Every day textual information is being added/updated on Wikipedia, as well as other social media platforms like Facebook, Twitter, etc. These platforms receive a huge amount of unverified textual data from all its users such as News Channels, Bloggers, Journalists, Field-Experts which ought to be verified before other users start consuming it. This information boom has increased the demand of information verification also known as Fact Checking. Apart from the encyclopedia and other platforms, domains like scientific publications and e-commerce also require information verification for reliability purposes. Generally, Wikipedia authors, bloggers, journalists and scientists provide references to support their claims. Providing referenced text against the claims makes the fact checking task a little easier as the verification system no longer needs to search for the relevant documents.
Wikipedia manages to verify all this new information with a number of human reviewers. Manual review processes introduce delays in publishing and is not a well scalable approach. To address this issue, researchers have launched relevant challenges, such as the Fake News Challenge (Pomerleau and Rao, 2017), Fact Extraction and VERification (FEVER) (Thorne et al., 2018) challenge along with the datasets. Moreover, Thorne and Vlachos (2018) released a survey on the current models for automated fact-checking. FEVER is the largest dataset and contains around 185k claims from the corpus of 5.4M Wikipedia articles. The claims are labeled as “SUPPORTS”, “REFUTES”, or “NOT ENOUGH INFO”, based on the evidence set.
In this paper, we propose an unsupervised question-answering based approach for solving the fact-checking problem. This approach is inspired from the memory-based reading comprehension task that humans perform at an early age. As we know that kids in schools, first read and learn the syllabus content so that they can answer the questions in the exam. Similarly, our model learns a language model and linguistics features in unsupervised fashion from the provided Wikipedia pages.
To transform the FEVER dataset into the above-mentioned task, we first generate the questions from the claims. In literature, there are majorly two types of Question Generation systems: Rule-based and Neural Question Generation (NQG) model based. Ali et al. (2010
) proposed a rule-based pipeline to automate the question generation using POS (Part-of-speech) tagging and Named Entity Recognition (NER) tagging from the sentences. Recently, many NQG models have been introduced to generate questions in natural language. Serban et al. (2016) achieved better performance for question generation utilizing (passage, question, answer) triplets as training data and an encoder-decoder based architecture as their learning model.

Data excerpts:

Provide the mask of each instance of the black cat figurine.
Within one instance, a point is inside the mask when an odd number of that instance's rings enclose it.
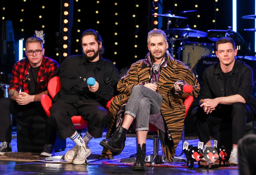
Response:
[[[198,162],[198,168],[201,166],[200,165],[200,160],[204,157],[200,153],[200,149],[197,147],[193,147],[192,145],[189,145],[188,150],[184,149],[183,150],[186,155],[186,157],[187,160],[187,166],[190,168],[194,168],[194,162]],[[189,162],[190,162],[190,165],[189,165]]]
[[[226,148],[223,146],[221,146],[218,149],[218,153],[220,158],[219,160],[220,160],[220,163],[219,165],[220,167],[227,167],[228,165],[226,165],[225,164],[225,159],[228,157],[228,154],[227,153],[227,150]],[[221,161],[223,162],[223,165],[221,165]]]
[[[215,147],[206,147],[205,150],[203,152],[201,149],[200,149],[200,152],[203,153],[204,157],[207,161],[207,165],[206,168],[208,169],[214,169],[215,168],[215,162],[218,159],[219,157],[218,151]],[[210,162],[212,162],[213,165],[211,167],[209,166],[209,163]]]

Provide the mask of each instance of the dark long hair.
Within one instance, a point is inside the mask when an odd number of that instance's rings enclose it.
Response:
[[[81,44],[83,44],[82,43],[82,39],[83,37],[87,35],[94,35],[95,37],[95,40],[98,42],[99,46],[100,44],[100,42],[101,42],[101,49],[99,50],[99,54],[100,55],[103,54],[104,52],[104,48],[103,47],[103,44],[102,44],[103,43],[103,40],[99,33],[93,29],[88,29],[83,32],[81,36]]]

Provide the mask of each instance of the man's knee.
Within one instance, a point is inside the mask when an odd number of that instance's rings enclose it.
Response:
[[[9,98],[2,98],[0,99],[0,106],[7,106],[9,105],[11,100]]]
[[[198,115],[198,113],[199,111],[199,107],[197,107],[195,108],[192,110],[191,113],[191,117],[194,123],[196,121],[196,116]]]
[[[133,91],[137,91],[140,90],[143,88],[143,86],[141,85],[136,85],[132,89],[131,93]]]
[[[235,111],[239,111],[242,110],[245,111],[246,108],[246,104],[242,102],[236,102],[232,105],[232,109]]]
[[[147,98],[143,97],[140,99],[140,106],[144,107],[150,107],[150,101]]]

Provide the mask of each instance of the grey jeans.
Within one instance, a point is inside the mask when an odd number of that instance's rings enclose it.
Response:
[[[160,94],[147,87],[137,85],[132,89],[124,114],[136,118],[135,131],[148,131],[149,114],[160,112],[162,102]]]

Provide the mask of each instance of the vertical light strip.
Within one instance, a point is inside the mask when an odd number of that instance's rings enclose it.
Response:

--

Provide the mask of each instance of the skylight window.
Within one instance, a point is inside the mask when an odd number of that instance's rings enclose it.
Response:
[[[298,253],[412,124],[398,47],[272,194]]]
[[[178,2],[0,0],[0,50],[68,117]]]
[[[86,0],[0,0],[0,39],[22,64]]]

To-do list:
• a. Edit the records starting at the line containing "Provide the mask of each instance of the skylight" and ending at the line containing "[[[178,2],[0,0],[0,50],[68,117]]]", replacing "skylight window" with "roof window" and leaving all else unchanged. Return only those lines.
• b. Resume the passage on automated fact-checking from the point at which it stops.
The text and the records come from separate, unrelated sources.

Responses to the exercise:
• a.
Provide the mask of each instance of the roof window.
Within one instance, a point is inside the mask when an odd number of that instance's rings enclose it.
Response:
[[[298,253],[412,124],[398,47],[272,194]]]
[[[178,2],[0,0],[0,50],[68,117]]]

• b.
Du et al. (2017) introduced a sequence-to-sequence model with an attention mechanism, outperforming rule-base question generation systems. Although the models proposed in (Kim et al., 2019; Wang et al., 2017) are effective, they require a passage to generate the plausible questions which is not readily available in the FEVER dataset. To resolve the issues and to keep the system simple but effective, we chose to generate questions similar to a Cloze-task or masked language modeling task. Such a task makes the problem more tractable as the masked entities are already known (i.e. named entities) and tight as there is only one correct answer for a given question. Later when the answers are generated, due to the question generation process, it becomes very easy to identify the correct answers.
We use the BERT’s (Bidirectional Encoder Representations from Transformers) (Devlin et al., 2018) masked language model, that is pre-trained on Wikipedia articles for predicting the masked entities. Currently, neither the claim verification process nor the question generation process mandates explicit reasoning. For the same reason, it is difficult to put “REFUTES” or “NOT ENOUGH INFO” labels. To resolve this issue, we classify the unsupported claims as “MANUAL_REVIEW” instead of labeling them as “NOT ENOUGH INFO” or “REFUTES”.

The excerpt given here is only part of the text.